| Fragmento del texto |
Un banderín del Atleti
En una entrevista, la neurocientífica Mara Dierssen explicó que muchas de las células cerebrales asociadas con la memoria promueven activamente el olvido
El Atlético de Madrid ha felicitado la Navidad con un vídeo en el que un taxista se encuentra, en un páramo, a un anciano desorientado. Es una historia hermosa e impactante. En ella, el taxista aparca en medio de la noche y se baja para preguntarle al anciano qué hace allí. “No encuentro mi casa, estaba aquí”, dice señalando la nada. El conductor se ofrece a ayudarlo pero choca con la desconfianza del viejo: déjeme su cartera para averiguar su dirección, le dice; ¿no me querrá robar?, pregunta el otro antes de entregársela. Finalmente, los dos se suben al taxi, aunque los intentos del conductor por establecer diálogo chocan con el silencio y la desconfianza de su pasajero. Y entonces el conductor habla de fútbol. El partido de ayer, ¿lo vio? El anciano se espabila: ¡qué tres goles! Sonríe el taxista, y el anciano sigue hablando: “Y qué partidazo de Di Stéfano, es el mejor”. El desconcierto del conductor; la animosidad por fin del anciano, que empieza a hablar de Di Stéfano y sus impresionantes cualidades. Y el taxista, entonces, retira el banderín de su club que lleva colgando del espejo retrovisor y dice: “Sí, es el mejor, Di Stéfano”. Y los dos siguen hablando todo el trayecto hasta que llegan a casa del anciano, donde ya le esperaba su familia; al volver el conductor al taxi solo, coloca de nuevo el banderín del Atleti donde estaba mientras aparece el mensaje “Por encima del Atleti están los valores del Atleti”.

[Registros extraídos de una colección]
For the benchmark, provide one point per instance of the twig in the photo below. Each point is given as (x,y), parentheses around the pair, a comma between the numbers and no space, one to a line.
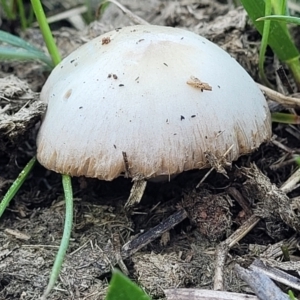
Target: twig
(136,19)
(224,247)
(261,284)
(149,236)
(278,275)
(280,98)
(195,294)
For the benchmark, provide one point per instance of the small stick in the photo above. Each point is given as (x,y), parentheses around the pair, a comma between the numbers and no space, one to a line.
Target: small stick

| Qué hacer |
A. Enumera todas las frases que el anciano pronuncia en estilo directo en el texto sobre el vídeo navideño del Atlético de Madrid.
B. Según el texto sobre el vídeo navideño del Atlético de Madrid, ¿qué mensaje aparece al final del vídeo?
C. Escribe una continuación del texto sobre el vídeo navideño del Atlético de Madrid a partir de su última frase.

| Respuestas |
A.
- "No encuentro mi casa, estaba aquí"
- "¿no me querrá robar?"
- "¡qué tres goles!"
- "Y qué partidazo de Di Stéfano, es el mejor"

B. "Por encima del Atleti están los valores del Atleti".

C.
Es una historia perfecta de Navidad, es decir, de cualquier época del año. Quizá por eso no ha despertado tanto odio como el esperado en redes sociales (si bien hice un scroll prudente: en Twitter se me ha cansado antes el dedo que la cabeza). Del bello mensaje, de ese gesto humano del taxista escondiendo su banderín por seguir generando amistad en un anciano tan frágil y de confianza precaria (claro que podría dejar el banderín en su sitio, pero por qué no charlar unos minutos desde el mismo bando si ya os habéis ido los dos a los años sesenta), me paré a pensar en aquello que nos queda, la última resistencia, cuando la enfermedad nos vacía la cabeza. Las canciones de hace décadas que aún guardan los enfermos en algún lugar del cerebro y pueden recordar o cantar, la memoria afectiva que hace que no recuerden quién es su hijo, pero sí la paz y el amor que les transmite su presencia. Los rayos de luz, fulminantes, que de vez en cuando iluminan una zona ya nunca transitada y que de repente se aparecen como en un milagro, el último, tal que a García Márquez en el restaurante Viridiana de Madrid, sin reconocer ya a nadie, dijo al escuchar el nombre de Aureliano Buendía: “A ése lo conozco”.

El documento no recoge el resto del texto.